### Activities
1. Answer the following questions using the passage on the HPV vaccine survey.
(a) What does a high score on the HPV vaccine conspiracy beliefs scale indicate?
(b) In what year was the conspiracy beliefs scale initially developed?
(c) During which months of 2020 were the surveys conducted?
2. Continue the passage on the HPV vaccine survey from its final sentence.

### Document segment
Five-point Likert scale ranges from “strongly disagree” to “strongly agree.” Variables were reverse coded before analysis—a high score on the HPV vaccine conspiracy beliefs scale indicates negative perceptions, and a low score indicates positive perceptions.
We used the conspiracy beliefs scale (item 4 in Table 1) to understand how vaccine conspiracy beliefs affect vaccine hesitancy and uptake [33]. Initially developed in 2016, this tool has been widely used and validated. This scale also uses a five-point system. A high score indicates negative vaccine perceptions as a result of reverse coding before data analysis.
Between May and June 2020, we conducted surveys on HPV vaccine hesitancy via the Wenjuanxing online platform [34]. We limited participants to guardians (defined as the parents, in this study) of 12–19 years old secondary school girls. Participants were solicited using two mechanisms. First, with the help of the Centers for Disease Control and Prevention in Hangzhou (capital of Zhejiang province in eastern China) and Guangzhou (capital of Guangdong province in southern China), we solicited participants from two middle schools (12–15 years) and two high schools (16–19 years) by having the homeroom teachers shared the link to the online questionnaire with all guardians of female students. Their questionnaires are hereinafter referred to as “field samples.” Second, we solicited participants among Wenjuanxing platform’s users nationwide. Wenjuanxing promoted this questionnaire through social media as a paid opportunity—guardians who finished the questionnaire received a monetary incentive. Their questionnaires are hereinafter referred to as the “online samples.”

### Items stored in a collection
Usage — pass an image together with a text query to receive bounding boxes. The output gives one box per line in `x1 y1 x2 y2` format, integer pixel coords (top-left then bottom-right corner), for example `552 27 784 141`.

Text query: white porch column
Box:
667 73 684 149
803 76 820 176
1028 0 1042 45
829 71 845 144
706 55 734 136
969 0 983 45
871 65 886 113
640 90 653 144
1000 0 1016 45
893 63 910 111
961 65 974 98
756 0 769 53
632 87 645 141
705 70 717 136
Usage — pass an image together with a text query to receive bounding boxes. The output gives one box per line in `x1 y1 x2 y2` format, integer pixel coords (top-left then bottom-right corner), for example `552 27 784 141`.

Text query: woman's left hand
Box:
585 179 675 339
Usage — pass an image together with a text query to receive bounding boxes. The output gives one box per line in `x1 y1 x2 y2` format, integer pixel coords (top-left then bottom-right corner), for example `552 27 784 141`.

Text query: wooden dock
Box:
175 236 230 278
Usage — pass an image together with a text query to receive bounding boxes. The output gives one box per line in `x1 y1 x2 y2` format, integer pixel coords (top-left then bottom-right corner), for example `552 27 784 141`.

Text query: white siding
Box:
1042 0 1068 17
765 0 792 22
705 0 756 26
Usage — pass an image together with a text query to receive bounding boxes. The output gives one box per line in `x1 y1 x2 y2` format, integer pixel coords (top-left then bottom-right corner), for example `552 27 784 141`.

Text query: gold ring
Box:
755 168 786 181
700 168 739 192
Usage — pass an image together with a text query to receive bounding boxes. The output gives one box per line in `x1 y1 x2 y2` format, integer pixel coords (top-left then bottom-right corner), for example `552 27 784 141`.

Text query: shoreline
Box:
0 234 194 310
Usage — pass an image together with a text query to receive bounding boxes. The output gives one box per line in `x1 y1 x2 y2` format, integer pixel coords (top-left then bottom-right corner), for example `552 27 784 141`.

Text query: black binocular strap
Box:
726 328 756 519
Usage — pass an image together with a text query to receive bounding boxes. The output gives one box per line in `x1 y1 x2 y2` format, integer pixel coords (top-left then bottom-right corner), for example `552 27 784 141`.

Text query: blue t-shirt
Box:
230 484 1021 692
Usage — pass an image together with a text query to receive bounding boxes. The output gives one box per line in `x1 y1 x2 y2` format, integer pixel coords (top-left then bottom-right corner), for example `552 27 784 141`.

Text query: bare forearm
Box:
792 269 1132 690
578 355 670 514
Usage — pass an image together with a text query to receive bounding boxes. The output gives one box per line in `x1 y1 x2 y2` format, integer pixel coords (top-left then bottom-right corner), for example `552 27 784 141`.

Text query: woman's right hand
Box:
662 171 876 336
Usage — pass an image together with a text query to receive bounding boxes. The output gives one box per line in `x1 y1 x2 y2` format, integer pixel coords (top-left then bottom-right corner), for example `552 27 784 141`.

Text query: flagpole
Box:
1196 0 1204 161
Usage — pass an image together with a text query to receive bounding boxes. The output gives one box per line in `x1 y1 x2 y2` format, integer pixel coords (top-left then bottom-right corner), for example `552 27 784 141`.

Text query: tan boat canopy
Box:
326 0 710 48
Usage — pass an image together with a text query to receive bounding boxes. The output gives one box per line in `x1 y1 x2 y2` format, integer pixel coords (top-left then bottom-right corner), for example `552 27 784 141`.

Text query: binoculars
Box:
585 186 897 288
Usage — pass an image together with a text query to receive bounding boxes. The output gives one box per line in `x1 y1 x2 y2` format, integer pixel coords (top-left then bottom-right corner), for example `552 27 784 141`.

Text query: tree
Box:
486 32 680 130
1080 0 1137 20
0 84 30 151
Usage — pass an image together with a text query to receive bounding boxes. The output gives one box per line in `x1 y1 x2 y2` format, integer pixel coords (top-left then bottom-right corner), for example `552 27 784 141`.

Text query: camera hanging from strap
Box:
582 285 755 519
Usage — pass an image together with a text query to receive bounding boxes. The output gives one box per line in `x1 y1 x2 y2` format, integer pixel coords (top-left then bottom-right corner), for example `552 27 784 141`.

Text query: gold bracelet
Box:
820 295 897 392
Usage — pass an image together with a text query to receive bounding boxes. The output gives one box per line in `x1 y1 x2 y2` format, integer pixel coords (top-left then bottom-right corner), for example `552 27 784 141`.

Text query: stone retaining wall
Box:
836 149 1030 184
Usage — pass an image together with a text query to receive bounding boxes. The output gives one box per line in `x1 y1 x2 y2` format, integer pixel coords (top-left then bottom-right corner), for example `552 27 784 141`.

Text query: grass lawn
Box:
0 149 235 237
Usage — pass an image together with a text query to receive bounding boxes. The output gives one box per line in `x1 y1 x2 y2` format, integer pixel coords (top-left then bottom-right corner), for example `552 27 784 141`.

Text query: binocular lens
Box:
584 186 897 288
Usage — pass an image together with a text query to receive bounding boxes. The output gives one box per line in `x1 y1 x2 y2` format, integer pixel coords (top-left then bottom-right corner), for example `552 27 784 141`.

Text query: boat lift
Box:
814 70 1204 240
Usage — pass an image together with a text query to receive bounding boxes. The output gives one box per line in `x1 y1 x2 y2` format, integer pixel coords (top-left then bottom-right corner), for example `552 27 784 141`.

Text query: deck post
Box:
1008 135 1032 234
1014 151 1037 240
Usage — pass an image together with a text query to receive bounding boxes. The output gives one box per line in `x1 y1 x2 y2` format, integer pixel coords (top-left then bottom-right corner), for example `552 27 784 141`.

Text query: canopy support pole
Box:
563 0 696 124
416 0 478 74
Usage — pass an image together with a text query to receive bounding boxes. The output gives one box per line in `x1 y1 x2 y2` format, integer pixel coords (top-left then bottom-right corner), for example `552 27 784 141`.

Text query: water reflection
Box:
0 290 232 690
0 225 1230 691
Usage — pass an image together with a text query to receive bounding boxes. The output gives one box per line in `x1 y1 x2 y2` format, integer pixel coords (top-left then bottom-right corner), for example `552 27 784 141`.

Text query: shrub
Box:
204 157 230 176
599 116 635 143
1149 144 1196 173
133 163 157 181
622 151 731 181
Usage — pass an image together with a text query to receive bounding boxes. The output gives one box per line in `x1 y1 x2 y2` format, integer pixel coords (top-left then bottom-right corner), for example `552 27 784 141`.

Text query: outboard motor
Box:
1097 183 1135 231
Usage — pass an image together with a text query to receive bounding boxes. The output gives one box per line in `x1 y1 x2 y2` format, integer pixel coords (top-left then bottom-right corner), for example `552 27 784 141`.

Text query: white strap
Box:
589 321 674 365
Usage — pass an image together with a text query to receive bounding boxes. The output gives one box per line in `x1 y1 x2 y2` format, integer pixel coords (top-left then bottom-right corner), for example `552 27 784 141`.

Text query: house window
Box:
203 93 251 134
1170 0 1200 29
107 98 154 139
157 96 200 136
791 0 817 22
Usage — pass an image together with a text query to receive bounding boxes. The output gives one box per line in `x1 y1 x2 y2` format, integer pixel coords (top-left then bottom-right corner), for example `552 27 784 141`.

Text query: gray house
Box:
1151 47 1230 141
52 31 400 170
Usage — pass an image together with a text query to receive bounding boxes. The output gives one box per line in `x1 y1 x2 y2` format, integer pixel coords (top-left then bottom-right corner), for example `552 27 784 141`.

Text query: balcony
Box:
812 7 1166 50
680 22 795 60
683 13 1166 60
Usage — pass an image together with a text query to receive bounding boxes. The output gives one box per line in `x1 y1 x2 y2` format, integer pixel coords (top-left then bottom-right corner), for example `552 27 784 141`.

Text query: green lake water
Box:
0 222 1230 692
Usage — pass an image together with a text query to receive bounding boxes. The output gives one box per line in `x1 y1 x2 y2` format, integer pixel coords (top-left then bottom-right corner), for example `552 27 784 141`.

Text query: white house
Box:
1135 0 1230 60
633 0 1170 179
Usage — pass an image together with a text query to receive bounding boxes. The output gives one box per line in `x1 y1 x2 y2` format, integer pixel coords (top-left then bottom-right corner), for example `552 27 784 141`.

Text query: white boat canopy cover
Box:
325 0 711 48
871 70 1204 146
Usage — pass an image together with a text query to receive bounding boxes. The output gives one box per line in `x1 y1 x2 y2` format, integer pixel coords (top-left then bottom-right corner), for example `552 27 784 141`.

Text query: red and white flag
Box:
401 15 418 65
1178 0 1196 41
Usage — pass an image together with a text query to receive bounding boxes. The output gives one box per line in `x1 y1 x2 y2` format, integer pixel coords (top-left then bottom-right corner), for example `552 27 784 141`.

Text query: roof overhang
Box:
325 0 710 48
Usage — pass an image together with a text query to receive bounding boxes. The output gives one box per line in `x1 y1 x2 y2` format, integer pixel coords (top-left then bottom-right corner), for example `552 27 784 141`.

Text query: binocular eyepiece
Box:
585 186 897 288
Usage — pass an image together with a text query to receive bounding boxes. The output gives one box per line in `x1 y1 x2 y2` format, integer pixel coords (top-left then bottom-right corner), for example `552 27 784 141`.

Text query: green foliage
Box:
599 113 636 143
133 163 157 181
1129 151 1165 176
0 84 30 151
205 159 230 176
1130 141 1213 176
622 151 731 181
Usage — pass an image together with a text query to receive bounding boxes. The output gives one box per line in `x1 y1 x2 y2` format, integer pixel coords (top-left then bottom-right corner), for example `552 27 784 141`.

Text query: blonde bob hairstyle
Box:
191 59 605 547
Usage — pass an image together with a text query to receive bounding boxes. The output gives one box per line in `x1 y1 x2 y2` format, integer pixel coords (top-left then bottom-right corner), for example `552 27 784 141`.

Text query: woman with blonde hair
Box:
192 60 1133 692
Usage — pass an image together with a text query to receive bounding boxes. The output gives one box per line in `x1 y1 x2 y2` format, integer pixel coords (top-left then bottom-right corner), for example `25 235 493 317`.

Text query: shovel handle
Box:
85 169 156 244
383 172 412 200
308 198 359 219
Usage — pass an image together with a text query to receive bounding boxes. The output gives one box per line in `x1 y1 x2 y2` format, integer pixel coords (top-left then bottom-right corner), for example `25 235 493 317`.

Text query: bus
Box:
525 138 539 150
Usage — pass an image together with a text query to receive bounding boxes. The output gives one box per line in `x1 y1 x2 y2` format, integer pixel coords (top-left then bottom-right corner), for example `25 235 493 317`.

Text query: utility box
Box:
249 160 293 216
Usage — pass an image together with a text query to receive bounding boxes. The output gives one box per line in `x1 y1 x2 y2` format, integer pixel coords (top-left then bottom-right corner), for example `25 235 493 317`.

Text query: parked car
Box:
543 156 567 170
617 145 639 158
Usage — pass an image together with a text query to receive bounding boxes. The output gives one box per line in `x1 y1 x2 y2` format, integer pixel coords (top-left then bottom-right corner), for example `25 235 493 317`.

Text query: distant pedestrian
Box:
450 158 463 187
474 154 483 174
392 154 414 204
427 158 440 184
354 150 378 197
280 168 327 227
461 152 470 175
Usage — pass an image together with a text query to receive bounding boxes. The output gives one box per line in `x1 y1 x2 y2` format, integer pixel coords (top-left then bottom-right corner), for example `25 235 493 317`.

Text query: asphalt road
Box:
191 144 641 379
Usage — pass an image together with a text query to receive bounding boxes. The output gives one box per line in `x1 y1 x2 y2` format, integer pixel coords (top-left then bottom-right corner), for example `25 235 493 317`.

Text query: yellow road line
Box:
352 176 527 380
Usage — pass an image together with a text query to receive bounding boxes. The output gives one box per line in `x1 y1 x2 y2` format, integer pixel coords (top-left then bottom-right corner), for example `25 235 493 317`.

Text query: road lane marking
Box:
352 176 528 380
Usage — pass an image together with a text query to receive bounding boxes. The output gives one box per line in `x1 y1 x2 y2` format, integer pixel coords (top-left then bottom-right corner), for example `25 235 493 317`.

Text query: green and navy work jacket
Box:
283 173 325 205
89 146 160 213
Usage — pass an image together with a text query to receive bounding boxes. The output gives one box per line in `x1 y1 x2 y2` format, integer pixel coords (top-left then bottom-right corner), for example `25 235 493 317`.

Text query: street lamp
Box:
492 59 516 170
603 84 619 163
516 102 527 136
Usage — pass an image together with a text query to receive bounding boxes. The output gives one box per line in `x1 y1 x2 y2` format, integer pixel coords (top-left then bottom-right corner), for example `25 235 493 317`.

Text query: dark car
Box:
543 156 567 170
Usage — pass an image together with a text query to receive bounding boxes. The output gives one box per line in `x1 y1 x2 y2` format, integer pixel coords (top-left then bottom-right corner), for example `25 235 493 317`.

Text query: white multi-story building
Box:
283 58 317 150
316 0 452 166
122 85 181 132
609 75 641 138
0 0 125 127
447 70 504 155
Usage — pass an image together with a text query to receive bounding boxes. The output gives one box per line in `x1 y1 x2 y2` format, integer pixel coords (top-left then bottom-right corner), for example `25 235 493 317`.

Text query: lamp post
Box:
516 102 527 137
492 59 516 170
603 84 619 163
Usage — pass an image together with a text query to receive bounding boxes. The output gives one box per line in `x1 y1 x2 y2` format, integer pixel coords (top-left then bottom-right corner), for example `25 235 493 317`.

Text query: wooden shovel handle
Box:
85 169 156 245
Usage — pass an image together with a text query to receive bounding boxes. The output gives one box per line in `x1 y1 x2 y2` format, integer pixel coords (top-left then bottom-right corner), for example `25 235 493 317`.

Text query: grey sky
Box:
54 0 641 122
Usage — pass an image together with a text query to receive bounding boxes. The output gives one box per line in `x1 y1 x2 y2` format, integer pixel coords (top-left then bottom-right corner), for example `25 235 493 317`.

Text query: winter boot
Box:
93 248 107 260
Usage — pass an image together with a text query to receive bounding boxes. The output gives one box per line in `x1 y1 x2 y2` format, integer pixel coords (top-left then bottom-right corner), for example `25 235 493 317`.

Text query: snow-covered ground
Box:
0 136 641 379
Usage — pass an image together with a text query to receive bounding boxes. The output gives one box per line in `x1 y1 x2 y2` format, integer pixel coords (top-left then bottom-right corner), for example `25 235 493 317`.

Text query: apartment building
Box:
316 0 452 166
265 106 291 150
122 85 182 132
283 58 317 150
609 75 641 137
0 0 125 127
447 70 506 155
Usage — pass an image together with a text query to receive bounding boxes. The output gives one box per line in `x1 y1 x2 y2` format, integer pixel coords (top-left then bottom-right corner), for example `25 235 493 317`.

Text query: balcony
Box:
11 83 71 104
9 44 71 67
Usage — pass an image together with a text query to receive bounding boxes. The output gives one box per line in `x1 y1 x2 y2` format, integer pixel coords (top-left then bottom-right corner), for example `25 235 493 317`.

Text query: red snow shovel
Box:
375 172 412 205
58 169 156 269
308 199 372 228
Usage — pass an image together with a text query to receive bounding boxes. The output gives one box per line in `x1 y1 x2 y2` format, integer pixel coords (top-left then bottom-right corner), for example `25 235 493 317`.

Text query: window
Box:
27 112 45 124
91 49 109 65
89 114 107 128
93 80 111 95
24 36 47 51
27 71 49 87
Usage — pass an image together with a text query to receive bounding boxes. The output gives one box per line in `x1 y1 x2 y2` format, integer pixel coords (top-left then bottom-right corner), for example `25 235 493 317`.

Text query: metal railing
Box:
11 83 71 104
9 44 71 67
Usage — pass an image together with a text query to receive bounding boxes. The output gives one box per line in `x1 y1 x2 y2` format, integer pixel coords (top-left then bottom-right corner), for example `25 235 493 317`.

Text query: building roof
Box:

### Solved problems
1.
(a) Negative perceptions.
(b) 2016.
(c) May and June.

2.
Statistical analyses
We conducted exploratory factor analysis (EFA) on the field samples using principal axis factoring with orthogonal rotation to explore the relational structure of the vaccine hesitancy or conspiracy beliefs scales [25]. Cronbach’s α was calculated to determine the reliability (i.e. internal consistency of latent variables identified via EFA, hereafter “dimension”) of the measurement scales used. We then conducted confirmatory factor analysis on the online sample to examine the model (identified via EFA) fit. Independent t test, analysis of variance, and post hoc t test were used to evaluate the differences in scale scores by vaccine hesitancy stages and individual characteristics. Chi-square tests were used to analyze the impacts of HPV vaccine related knowledge, practical barriers, and social factors on HPV vaccination attitude and behavior.
Statistical analyses were performed using SPSS version 25.0 0 (IBM Corporation, New York, NY) and Amos 21.0. Results visualisation relied on R (v.4.1.0).
The ethics committee of Zhejiang Chinese Medical University reviewed and approved this protocol (#B20191205). We obtained informed consent from all survey participants.
Results
Descriptive statistics and model validation
We collected 868 field samples (512 in Hangzhou and 356 in Guangzhou) and 4,927 online samples; 169 field and 2,401 online samples were subsequently deleted using the quality control components. The results we presented below were based on the remaining 3,225 samples. Among the guardians surveyed, 65.2% had middle school–aged daughters, 71.3% were mothers, 72.1% lived in urban areas, 76.2% had a bachelor’s degree or above, and 55.2% had an annual household income above US$15,000 (i.e. the average household income of China in 2020) [35].
With our results on the HPV Vaccine Hesitancy Scale, the Kaiser-Meyer-Olkin measure of sampling adequacy was 0.836; Bartlett’s test of sphericity returned p values smaller than .001, both indicating that factor analysis may be useful.
The EFA (n = 699, field samples only) identified three dimensions with eigenvalues greater than 1, which explained 63.82% of the common variance among 14 items. The item “Young girls vaccinated against HPV may be perceived by others to be more sexually active” was deleted as the standardized factor loading was smaller than 0.6, which indicated that it does not contribute to the dimensional construct identified through the EFA. The remaining 14 items had factor loading above 0.6 and no cross loading above 0.4.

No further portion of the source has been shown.